> _DOCUMENT TEXT_:
*** Block opens ***
Thursday, September 07, 2017

Equifax lays an egg

One of the U.S. three main credit reporting agencies, Equifax, is reporting a hack that could expose 140 million people to identity theft, info including social security number, birth date, and home address (which conceivably could be used for targeting by foreign agents, although there is some safety in the mere size of the hack).   Milo Yiannopoulos has his own story on this. 

It’s unclear if hackers print credit cards in the names of the people if they would really get anywhere.  Equifax will have to recognize illegitimate transactions in the subject’s name that the subject will never know about or see a bill for.  Equifax says that no credit reports or scores were compromised.
 Does it know?  Can Equifax make the same search of the Dark Web that Experian offers (and that’s even part of “online reputation”)? 

It’s rather amazing, though, to see mortgages and car loans taken out on stolen identities and not getting caught by normal due diligence. But, then again, the 2007 subprime scandal was shocking.

Maybe it would be interesting to “own” a house you don’t know exists.  Enough movie stars own multiple condos that someone could slip one by, and even keep it rented on Airbnb. 

Update:  Sept. 9

Craig Timberg has a speculative article on p A11 of the Washington Post Saturday morning, in which he says overseas hackers could use stolen identities to commit crimes not even imagined.  Presumably he refers to child pornography, sex trafficking, and terror recruiting or money laundering with fake accounts (probably on the Dark Web) in using targets' PII.
*** Block closes ***
> _EXTRACTED RECORDS_:
*** Block opens ***
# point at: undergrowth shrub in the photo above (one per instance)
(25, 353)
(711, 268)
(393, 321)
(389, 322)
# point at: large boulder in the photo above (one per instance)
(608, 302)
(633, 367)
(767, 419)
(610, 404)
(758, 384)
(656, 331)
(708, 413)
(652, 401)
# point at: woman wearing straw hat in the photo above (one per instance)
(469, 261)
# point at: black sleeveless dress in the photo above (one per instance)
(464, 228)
*** Block closes ***
*** Block opens ***
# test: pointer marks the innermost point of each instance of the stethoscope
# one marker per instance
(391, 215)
*** Block closes ***
> _QUESTIONS TO ANSWER_:
1. Reproduce the Equifax hack post from "It’s unclear if" to "scandal was shocking.".
2. Translate this sentence from the Equifax hack post into Spanish: "Equifax says that no credit reports or scores were compromised."
3. Write the next part of the Equifax hack post, picking up after its last sentence.

> _ANSWERS_:
1.
It’s unclear if hackers print credit cards in the names of the people if they would really get anywhere.  Equifax will have to recognize illegitimate transactions in the subject’s name that the subject will never know about or see a bill for.  Equifax says that no credit reports or scores were compromised.
 Does it know?  Can Equifax make the same search of the Dark Web that Experian offers (and that’s even part of “online reputation”)? 

It’s rather amazing, though, to see mortgages and car loans taken out on stolen identities and not getting caught by normal due diligence. But, then again, the 2007 subprime scandal was shocking.

2. Equifax afirma que no se vieron comprometidos informes ni puntajes de crédito.

3.
One is reminded of risks discussed before, of a computer being infected with a virus depositing c.p., a and discovered by repairmen, a risk covered on these blogs back in the summer of 2013.  In most cases, it's probably pretty easy to prove that a fake account is not yours.  (That's been pretty easy with Facebook and social media so far, because fake accounts prop up and get reported and taken down;  Facebook is getting good at automatic detection of these.)   But there is always the remote risk of having to defend yourself against litigation or prosecution, which could increase when traveling abroad, as well as of job termination.  I have some defense in that I don't have or use P2P (although that would have changed had I hosted anyone like an asylum seeker).  In the end, you are responsible for your own reputation, no mater what.

Update: Sept. 10

Consumer Reports offers this advice.  Note the possible risk to 401(k)'s which should be closely watched.  But larger companies usually have medallion signature and verification policies.